◆ **Required task**:
Report how many lines in the listing below contain the string "pavement". Give only the count.

◆ **Entries supplied**:
== == ==
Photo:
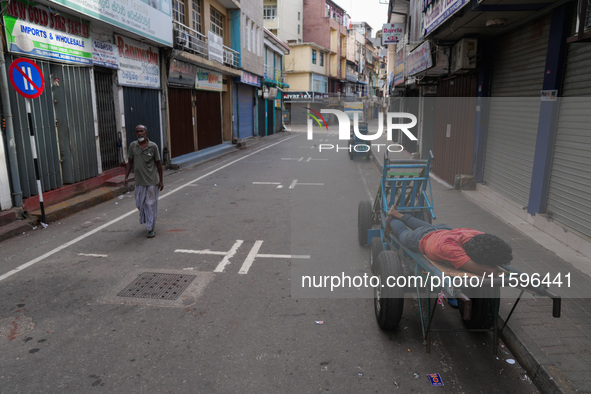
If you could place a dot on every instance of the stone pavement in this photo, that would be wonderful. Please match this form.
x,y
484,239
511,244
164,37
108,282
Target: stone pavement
x,y
556,352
== == ==
◆ **Problem solution**:
2